What to do
All the data should come back exactly as it was given.

Data excerpts START

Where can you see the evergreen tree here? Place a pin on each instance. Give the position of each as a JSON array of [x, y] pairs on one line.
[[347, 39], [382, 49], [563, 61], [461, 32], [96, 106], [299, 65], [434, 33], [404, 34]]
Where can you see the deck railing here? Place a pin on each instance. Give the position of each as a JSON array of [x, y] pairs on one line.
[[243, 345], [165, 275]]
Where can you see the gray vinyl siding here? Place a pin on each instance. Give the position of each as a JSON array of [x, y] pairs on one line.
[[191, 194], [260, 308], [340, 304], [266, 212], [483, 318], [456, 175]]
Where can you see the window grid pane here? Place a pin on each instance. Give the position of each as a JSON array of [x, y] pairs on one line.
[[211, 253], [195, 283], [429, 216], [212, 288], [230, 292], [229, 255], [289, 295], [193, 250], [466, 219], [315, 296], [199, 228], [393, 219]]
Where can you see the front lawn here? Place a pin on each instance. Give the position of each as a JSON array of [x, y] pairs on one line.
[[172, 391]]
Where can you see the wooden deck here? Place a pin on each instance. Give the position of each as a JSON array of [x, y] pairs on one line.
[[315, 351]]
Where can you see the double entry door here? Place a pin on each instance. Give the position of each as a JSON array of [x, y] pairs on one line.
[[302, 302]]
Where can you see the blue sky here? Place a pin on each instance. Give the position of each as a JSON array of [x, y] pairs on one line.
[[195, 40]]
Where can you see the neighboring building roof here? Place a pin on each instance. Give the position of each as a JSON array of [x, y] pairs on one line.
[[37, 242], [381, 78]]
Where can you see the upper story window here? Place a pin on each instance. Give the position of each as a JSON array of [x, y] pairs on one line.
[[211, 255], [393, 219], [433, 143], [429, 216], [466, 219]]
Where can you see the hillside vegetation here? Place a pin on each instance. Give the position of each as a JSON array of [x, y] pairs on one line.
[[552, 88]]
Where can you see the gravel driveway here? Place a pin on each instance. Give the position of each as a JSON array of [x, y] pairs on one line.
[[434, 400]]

Data excerpts END

Result of this task
Where can you see the evergreen tree here? Place a pin on each instance. Give the position of each as a JSON array of [x, y] pairs on one line.
[[347, 39], [382, 49], [563, 61], [461, 32], [96, 106], [299, 65], [434, 33], [404, 34]]
Where can you see the deck railing here? Place a pin on each instance. Give the position of each as a JSON array of [x, y] pairs on one line.
[[243, 345], [165, 275]]
Where can you see the gray vinyl siding here? Place a pin on each instance. Give the position of each as a JSON array of [x, y] pairs on one line.
[[191, 194], [260, 308], [340, 304], [266, 212], [483, 318], [456, 175]]
Where can you see the window grid pane here? Place a pin on each instance. Give the position of each as a JSON array of [x, y] pairs on one line.
[[211, 253], [195, 283], [429, 216], [212, 288], [230, 292], [229, 255], [289, 295], [193, 250], [466, 219], [315, 296], [199, 228], [393, 219]]
Where can you see the front lawn here? Place a pin on each instance. Give the position of each as a JSON array of [x, y] pairs on one line.
[[172, 391]]
Where can you see the wooden deck here? Place a pin on each instance. Give the position of each as a JSON array of [x, y] pairs on one line.
[[315, 351]]
Where can you see the double entry door here? Place a pin on each instance. Give the position of each as a JSON array of [x, y] pairs on one line.
[[302, 302]]
Where can you see the blue sky here? Place a pin on each instance. Give the position of each as a JSON array of [x, y] pairs on one line.
[[195, 40]]
Where can you see the neighboring building roof here? Place a pin on each instance. Give the position of each as a JSON array of [x, y] pairs on one line.
[[37, 242], [381, 78]]
Where can you see the upper story window here? Place a pin on each instance. Give the position of each as a JSON array of [x, y] pairs on one line.
[[211, 255], [393, 219], [433, 143], [429, 216], [466, 219]]
Where can you see the hillside vegetation here? Place a pin on each instance. Give the position of each as a JSON array of [x, y] pairs on one line.
[[552, 88]]
Where can you see the gravel driveway here? Place a pin on each instance. Give the position of each as a JSON array of [x, y] pairs on one line.
[[434, 400]]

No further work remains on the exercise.